**CHALLENGE 1**
Repeat word for word the part of the records that opens with the line containing "Where in this photo can the backpack" and runs through the end of the records.

**TEXT BLOCK**
Start
Agreed that lighting is a critical source of contrast. However, lighting is also a critical source of resolution with reflective subjects, which these appear to be. This fact too is often overlooked. Undiffused light is certainly contrasty--but with reflective subjects, undiffused light kills resolution. Thus. effective analysis of resolution can, with reflective subjects, only be measured with widely diffuse light.

This is due to what we've come to call a "utilized aperture" effect. A subject that produces directional reflections will, if illuminated by a narrow light source,often fill less-than-the entirety of a lens's entrance cone with light. This means that less than all of an objective's numerical aperture is utilized, producing a result much like that of an objective with a smaller numerical aperture--lower resolution. And as an additional confounding factor, whenever a combination of subject and lighting utilizes less then the full lens aperture, individual subject details are likely to utilize more or less aperture than other details. This would make it very confusing to determine lens resolution in such an arrangement.
End
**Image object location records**
Start
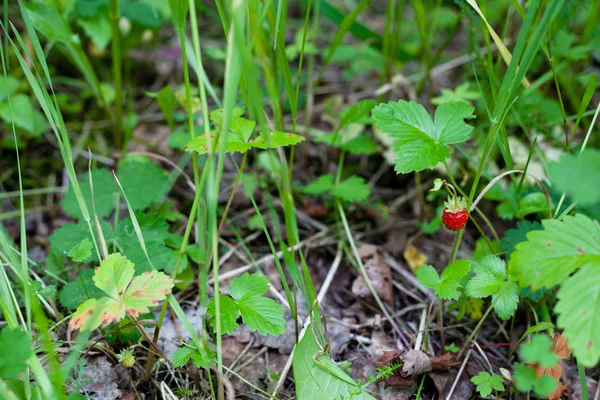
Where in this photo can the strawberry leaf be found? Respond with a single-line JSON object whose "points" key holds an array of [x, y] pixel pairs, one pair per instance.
{"points": [[446, 286], [420, 141]]}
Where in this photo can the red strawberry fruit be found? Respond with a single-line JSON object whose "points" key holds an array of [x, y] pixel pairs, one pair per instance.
{"points": [[455, 215]]}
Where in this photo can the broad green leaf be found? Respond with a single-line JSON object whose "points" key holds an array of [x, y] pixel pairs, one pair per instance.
{"points": [[248, 286], [577, 175], [352, 189], [539, 350], [549, 256], [81, 289], [50, 23], [263, 315], [446, 286], [104, 194], [322, 185], [489, 279], [486, 383], [144, 183], [578, 313], [16, 349], [229, 312], [356, 112], [81, 251], [69, 235], [125, 295], [420, 141], [315, 382]]}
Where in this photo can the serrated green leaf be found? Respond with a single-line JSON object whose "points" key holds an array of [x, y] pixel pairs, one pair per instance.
{"points": [[575, 174], [578, 313], [486, 383], [69, 235], [318, 383], [144, 183], [323, 184], [549, 256], [125, 295], [16, 349], [248, 286], [81, 251], [229, 311], [81, 289], [446, 286], [539, 350], [420, 142], [352, 189], [263, 315], [104, 194], [181, 356]]}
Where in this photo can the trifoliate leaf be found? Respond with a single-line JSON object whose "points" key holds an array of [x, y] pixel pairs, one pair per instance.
{"points": [[81, 289], [182, 355], [549, 256], [512, 237], [361, 144], [578, 315], [81, 251], [352, 189], [69, 235], [125, 295], [248, 286], [104, 194], [486, 383], [143, 182], [446, 286], [420, 141], [16, 349], [489, 279], [356, 112], [539, 350], [229, 312], [263, 315], [575, 174], [323, 184]]}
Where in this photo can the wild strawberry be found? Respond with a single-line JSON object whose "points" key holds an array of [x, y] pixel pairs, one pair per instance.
{"points": [[455, 215]]}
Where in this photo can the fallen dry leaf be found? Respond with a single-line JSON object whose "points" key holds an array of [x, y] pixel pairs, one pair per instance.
{"points": [[414, 258], [378, 272]]}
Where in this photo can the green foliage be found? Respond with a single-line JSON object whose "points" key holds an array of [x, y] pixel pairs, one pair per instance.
{"points": [[124, 293], [261, 314], [548, 258], [319, 378], [16, 349], [446, 286], [526, 380], [486, 383], [490, 280], [81, 251], [352, 189], [422, 142], [576, 174]]}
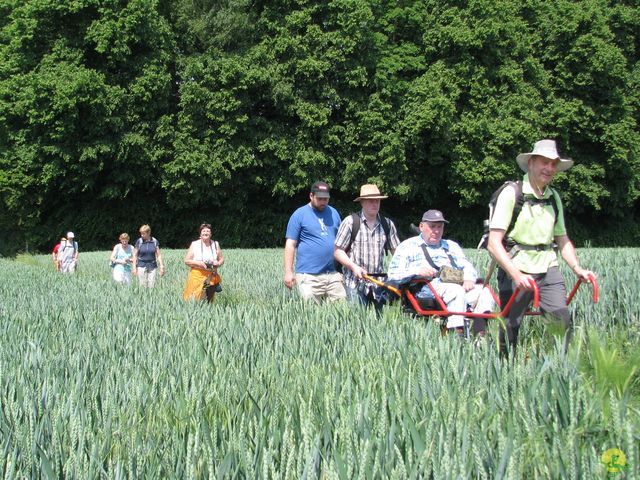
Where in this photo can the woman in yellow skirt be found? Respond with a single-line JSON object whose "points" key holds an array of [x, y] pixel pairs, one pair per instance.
{"points": [[203, 257]]}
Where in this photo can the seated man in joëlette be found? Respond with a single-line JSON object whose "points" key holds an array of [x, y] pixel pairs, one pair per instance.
{"points": [[426, 255]]}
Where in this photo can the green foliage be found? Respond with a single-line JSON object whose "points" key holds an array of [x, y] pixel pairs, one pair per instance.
{"points": [[225, 106]]}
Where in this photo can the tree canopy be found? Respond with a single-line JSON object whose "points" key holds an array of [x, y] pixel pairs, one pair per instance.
{"points": [[114, 113]]}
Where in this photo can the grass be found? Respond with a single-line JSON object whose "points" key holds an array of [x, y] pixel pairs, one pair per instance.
{"points": [[101, 380]]}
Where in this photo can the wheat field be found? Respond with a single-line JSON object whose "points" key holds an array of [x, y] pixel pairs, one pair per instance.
{"points": [[99, 380]]}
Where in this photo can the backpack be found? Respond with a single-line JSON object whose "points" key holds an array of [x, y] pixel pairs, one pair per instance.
{"points": [[139, 243], [520, 201], [354, 232]]}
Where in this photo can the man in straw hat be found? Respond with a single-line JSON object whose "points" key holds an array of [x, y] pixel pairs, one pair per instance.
{"points": [[535, 235], [311, 232], [363, 253]]}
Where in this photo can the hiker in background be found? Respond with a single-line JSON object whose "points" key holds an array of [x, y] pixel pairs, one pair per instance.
{"points": [[362, 240], [54, 254], [146, 258], [310, 235], [68, 254], [204, 257], [122, 260], [428, 255], [532, 257]]}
End
**CHALLENGE 2**
From the passage on lighting and lens resolution, duplicate word for word the part that opens with the words "Agreed that lighting" and closes with "widely diffuse light.".

**FINAL RESULT 1**
Where in this photo can the backpack be found? Respond with a single-line JSON object whose "points" key holds an array of [x, y] pixel pairs, one pair per instance.
{"points": [[139, 243], [520, 201], [354, 232]]}
Where in this photo can the man in straw hat be found? Respond with a single-line JSON object whose "points" key holds an array of [x, y] pixel pairs, one pair per instance.
{"points": [[535, 235], [311, 232], [363, 253]]}
Where in this photo can the hiker in background be found? Respond with a single-line JSON object whose "points" key holds an array of [x, y] pixel pairs, one pair per instance.
{"points": [[362, 240], [54, 254], [146, 258], [310, 235], [68, 254], [204, 257], [122, 260], [428, 255], [532, 257]]}

**FINAL RESULT 2**
Agreed that lighting is a critical source of contrast. However, lighting is also a critical source of resolution with reflective subjects, which these appear to be. This fact too is often overlooked. Undiffused light is certainly contrasty--but with reflective subjects, undiffused light kills resolution. Thus. effective analysis of resolution can, with reflective subjects, only be measured with widely diffuse light.